**Instructions to follow:** Repeat each record below exactly as given.

**Records provided:**

------------------------------------------------

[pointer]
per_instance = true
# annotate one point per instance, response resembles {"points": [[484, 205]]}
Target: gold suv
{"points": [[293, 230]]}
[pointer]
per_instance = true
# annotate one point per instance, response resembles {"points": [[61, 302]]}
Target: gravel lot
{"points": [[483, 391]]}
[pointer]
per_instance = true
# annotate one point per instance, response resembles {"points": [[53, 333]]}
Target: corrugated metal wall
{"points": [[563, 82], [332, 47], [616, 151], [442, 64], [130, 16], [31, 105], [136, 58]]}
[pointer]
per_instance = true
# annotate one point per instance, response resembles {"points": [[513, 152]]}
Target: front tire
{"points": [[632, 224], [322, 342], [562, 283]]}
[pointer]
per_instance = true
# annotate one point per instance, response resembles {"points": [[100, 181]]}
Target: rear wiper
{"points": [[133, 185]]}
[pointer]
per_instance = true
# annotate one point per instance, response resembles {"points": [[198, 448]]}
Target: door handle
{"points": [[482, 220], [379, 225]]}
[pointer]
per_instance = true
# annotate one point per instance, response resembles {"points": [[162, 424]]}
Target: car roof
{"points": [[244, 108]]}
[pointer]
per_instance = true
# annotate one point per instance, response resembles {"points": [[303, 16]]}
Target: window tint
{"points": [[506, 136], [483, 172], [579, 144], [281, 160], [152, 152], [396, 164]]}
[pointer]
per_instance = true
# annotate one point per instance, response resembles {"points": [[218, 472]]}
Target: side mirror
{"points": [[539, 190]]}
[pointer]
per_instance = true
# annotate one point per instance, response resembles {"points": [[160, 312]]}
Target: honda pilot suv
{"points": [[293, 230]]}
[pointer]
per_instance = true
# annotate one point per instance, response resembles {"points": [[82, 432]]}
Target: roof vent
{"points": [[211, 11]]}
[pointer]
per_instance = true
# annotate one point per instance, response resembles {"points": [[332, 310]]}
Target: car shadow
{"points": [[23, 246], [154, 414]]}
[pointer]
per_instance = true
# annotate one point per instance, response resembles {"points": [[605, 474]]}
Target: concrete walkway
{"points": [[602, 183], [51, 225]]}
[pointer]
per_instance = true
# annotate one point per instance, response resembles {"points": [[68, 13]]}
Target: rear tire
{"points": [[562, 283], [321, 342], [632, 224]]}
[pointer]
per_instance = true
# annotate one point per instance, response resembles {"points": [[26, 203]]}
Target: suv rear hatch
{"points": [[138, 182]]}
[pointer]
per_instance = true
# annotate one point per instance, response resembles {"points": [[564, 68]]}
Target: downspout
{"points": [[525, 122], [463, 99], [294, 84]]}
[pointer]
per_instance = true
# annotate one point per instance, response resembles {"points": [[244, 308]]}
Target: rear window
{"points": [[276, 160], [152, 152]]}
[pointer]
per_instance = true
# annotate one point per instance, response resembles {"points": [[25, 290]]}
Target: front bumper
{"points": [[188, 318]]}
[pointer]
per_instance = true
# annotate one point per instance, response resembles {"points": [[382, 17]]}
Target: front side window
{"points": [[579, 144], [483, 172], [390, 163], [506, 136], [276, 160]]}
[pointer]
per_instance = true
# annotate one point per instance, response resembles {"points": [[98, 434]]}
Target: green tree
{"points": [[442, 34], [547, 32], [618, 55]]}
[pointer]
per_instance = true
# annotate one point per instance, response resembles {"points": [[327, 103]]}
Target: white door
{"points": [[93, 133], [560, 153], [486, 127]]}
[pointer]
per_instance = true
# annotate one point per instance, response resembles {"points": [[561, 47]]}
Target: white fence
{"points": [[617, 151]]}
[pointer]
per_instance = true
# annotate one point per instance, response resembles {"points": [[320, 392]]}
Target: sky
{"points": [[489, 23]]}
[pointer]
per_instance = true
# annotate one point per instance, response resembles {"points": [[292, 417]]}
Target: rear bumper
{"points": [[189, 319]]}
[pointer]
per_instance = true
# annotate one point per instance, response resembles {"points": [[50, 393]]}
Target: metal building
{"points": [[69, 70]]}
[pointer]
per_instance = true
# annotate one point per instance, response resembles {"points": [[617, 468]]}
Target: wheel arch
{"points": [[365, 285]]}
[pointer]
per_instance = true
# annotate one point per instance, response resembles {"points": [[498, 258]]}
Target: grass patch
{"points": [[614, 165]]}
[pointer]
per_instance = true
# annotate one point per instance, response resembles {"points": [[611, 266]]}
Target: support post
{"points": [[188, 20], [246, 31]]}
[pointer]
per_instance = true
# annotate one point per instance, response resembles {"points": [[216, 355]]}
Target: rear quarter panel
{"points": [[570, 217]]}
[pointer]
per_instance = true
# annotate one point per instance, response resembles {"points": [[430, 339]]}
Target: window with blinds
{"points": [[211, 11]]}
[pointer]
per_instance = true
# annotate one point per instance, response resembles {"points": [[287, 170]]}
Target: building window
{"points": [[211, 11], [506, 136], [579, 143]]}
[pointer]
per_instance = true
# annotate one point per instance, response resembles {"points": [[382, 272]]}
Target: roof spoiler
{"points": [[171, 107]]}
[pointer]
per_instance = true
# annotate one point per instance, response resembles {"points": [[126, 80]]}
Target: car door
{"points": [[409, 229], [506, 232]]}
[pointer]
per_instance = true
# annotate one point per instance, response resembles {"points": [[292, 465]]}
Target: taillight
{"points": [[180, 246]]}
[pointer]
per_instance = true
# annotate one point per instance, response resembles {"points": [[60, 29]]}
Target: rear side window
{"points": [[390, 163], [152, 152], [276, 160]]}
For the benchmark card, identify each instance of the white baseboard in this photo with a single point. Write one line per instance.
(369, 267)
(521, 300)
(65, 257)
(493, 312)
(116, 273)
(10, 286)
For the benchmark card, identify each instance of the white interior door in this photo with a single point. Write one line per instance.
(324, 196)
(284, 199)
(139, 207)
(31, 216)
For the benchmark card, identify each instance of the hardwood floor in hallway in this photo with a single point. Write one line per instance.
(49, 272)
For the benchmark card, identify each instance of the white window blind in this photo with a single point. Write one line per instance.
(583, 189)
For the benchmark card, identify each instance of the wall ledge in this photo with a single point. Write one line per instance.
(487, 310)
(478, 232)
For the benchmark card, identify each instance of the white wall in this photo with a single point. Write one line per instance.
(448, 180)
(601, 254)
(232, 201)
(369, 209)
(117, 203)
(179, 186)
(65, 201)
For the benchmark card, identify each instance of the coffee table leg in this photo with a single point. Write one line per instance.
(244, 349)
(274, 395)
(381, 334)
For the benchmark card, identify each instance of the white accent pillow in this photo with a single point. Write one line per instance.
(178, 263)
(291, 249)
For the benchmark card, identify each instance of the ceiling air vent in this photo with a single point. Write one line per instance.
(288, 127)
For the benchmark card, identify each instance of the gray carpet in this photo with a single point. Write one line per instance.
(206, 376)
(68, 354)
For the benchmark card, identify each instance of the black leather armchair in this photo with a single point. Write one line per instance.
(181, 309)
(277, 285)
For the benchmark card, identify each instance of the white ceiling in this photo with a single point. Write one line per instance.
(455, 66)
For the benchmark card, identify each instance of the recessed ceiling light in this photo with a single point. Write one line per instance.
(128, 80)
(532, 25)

------------------------------------------------

**Expected answer:**
[pointer]
per_instance = true
# annotate one point per instance, response resembles {"points": [[484, 205]]}
Target: gold suv
{"points": [[293, 230]]}
[pointer]
per_instance = true
# annotate one point per instance, response resembles {"points": [[61, 302]]}
Target: gravel lot
{"points": [[483, 391]]}
[pointer]
per_instance = true
# annotate one point per instance, response resembles {"points": [[53, 333]]}
Target: corrugated metal wall
{"points": [[563, 82], [332, 47], [616, 151], [442, 64], [130, 16], [31, 105], [136, 58]]}
[pointer]
per_instance = true
# annotate one point per instance, response resembles {"points": [[513, 152]]}
Target: front tire
{"points": [[632, 224], [322, 342], [562, 283]]}
[pointer]
per_instance = true
# annotate one point per instance, response resembles {"points": [[100, 181]]}
Target: rear wiper
{"points": [[133, 185]]}
[pointer]
per_instance = true
# annotate one point per instance, response resembles {"points": [[198, 448]]}
Target: door handle
{"points": [[482, 220], [379, 225]]}
[pointer]
per_instance = true
# annotate one point per instance, response resembles {"points": [[162, 424]]}
Target: car roof
{"points": [[244, 108]]}
[pointer]
per_instance = true
# annotate one point per instance, response resembles {"points": [[303, 16]]}
Target: window tint
{"points": [[506, 136], [483, 172], [579, 144], [281, 160], [152, 152], [396, 164]]}
[pointer]
per_instance = true
# annotate one point per instance, response resembles {"points": [[218, 472]]}
Target: side mirror
{"points": [[539, 190]]}
[pointer]
per_instance = true
# annotate one point per instance, response resembles {"points": [[160, 312]]}
Target: honda pilot suv
{"points": [[293, 230]]}
[pointer]
per_instance = true
# annotate one point per instance, response resembles {"points": [[82, 432]]}
Target: roof vent
{"points": [[211, 11]]}
[pointer]
per_instance = true
# annotate one point per instance, response resembles {"points": [[332, 310]]}
Target: car shadow
{"points": [[23, 246], [154, 414]]}
[pointer]
per_instance = true
# annotate one point per instance, response resembles {"points": [[605, 474]]}
Target: concrete walkway
{"points": [[602, 183], [51, 225]]}
[pointer]
per_instance = true
# annotate one point per instance, response resembles {"points": [[68, 13]]}
Target: rear tire
{"points": [[562, 283], [321, 342], [632, 224]]}
[pointer]
per_instance = true
# annotate one point per instance, response resembles {"points": [[26, 203]]}
Target: suv rear hatch
{"points": [[138, 182]]}
[pointer]
per_instance = true
# annotate one point per instance, response resembles {"points": [[564, 68]]}
Target: downspout
{"points": [[525, 122], [463, 99], [294, 84]]}
[pointer]
per_instance = true
# annotate one point per instance, response resembles {"points": [[244, 308]]}
Target: rear window
{"points": [[276, 160], [152, 152]]}
[pointer]
per_instance = true
# annotate one point per instance, response resembles {"points": [[25, 290]]}
Target: front bumper
{"points": [[188, 318]]}
[pointer]
per_instance = true
# annotate one point per instance, response resembles {"points": [[382, 17]]}
Target: front side window
{"points": [[579, 144], [483, 172], [390, 163], [506, 136], [276, 160]]}
[pointer]
per_instance = true
# annotate one point per instance, response resembles {"points": [[98, 434]]}
Target: green tree
{"points": [[442, 34], [547, 32], [618, 55]]}
[pointer]
per_instance = true
# annotate one point per instance, response resembles {"points": [[327, 103]]}
Target: white door
{"points": [[93, 133], [560, 153], [486, 127]]}
[pointer]
per_instance = true
# annotate one point per instance, response resembles {"points": [[561, 47]]}
Target: white fence
{"points": [[617, 151]]}
[pointer]
per_instance = true
# annotate one point per instance, response resembles {"points": [[320, 392]]}
Target: sky
{"points": [[489, 23]]}
[pointer]
per_instance = true
# annotate one point per instance, response resembles {"points": [[292, 417]]}
Target: rear bumper
{"points": [[189, 319]]}
[pointer]
per_instance = true
# annotate one point per instance, response resembles {"points": [[50, 393]]}
Target: metal building
{"points": [[69, 70]]}
[pointer]
per_instance = true
# annotate one point per instance, response resembles {"points": [[617, 468]]}
Target: wheel arch
{"points": [[365, 285]]}
[pointer]
per_instance = true
# annotate one point per instance, response resembles {"points": [[498, 258]]}
Target: grass patch
{"points": [[614, 165]]}
[pointer]
per_instance = true
# annotate one point per instance, response resembles {"points": [[611, 266]]}
Target: support post
{"points": [[188, 20], [246, 31]]}
[pointer]
per_instance = true
# annotate one point per instance, response resembles {"points": [[216, 355]]}
Target: rear quarter panel
{"points": [[570, 217]]}
[pointer]
per_instance = true
# annotate one point per instance, response resembles {"points": [[430, 339]]}
Target: window with blinds
{"points": [[211, 11]]}
[pointer]
per_instance = true
# annotate one point per instance, response resembles {"points": [[287, 170]]}
Target: building window
{"points": [[211, 11], [506, 136], [579, 143]]}
[pointer]
per_instance = true
# annotate one point per instance, response resembles {"points": [[382, 272]]}
Target: roof spoiler
{"points": [[171, 107]]}
[pointer]
per_instance = true
# annotate one point per instance, response resembles {"points": [[126, 80]]}
Target: car door
{"points": [[409, 229], [506, 232]]}
[pointer]
per_instance = true
# annotate one point per instance, response resembles {"points": [[292, 465]]}
Target: taillight
{"points": [[180, 246]]}
[pointer]
per_instance = true
# annotate one point per instance, response resembles {"points": [[60, 29]]}
Target: rear side window
{"points": [[390, 163], [152, 152], [276, 160]]}
For the benchmark card, identify each instance of the white baseboard in this photo with a single point. Write one line per instance.
(369, 267)
(521, 300)
(65, 257)
(493, 312)
(116, 273)
(10, 286)
For the benchmark card, identify each instance of the white interior door in this photo with a single point. Write one line per instance.
(324, 196)
(284, 199)
(139, 207)
(31, 216)
For the benchmark card, identify each instance of the hardwood floor in hallway in this photo with a single point. Write one line per instance.
(49, 272)
For the benchmark card, identify each instance of the white window blind in this photo with a single point. Write one line per instance.
(583, 189)
For the benchmark card, identify each instance of the wall ledge in this photo with a single point. Write one line per instance.
(487, 310)
(478, 232)
For the benchmark card, identify each instance of the white wall in this photo with a single point. Write one line per instance.
(448, 180)
(601, 254)
(232, 201)
(369, 209)
(117, 203)
(179, 186)
(65, 201)
For the benchmark card, identify each instance of the coffee table leg in this photo with a single point. Write one line per instance.
(244, 349)
(274, 395)
(381, 334)
For the benchmark card, identify each instance of the white accent pillow in this photo with a single point. Write one line per instance.
(178, 263)
(291, 249)
For the benchmark card, identify each instance of the ceiling air vent in this photo with a single point. Write one line per instance.
(288, 127)
For the benchmark card, identify each instance of the gray carpet in this photo with a single point. Write one line per instance.
(206, 376)
(68, 354)
For the benchmark card, identify each instance of the black leather armchair in this photo with a single point. Write one line per instance.
(181, 309)
(277, 285)
For the benchmark card, identify each instance of the white ceiling in this photo with a single point. Write one line per instance.
(455, 66)
For the benchmark card, identify each instance of the recessed ceiling light in this photo with a single point. Write one line per instance.
(128, 80)
(532, 25)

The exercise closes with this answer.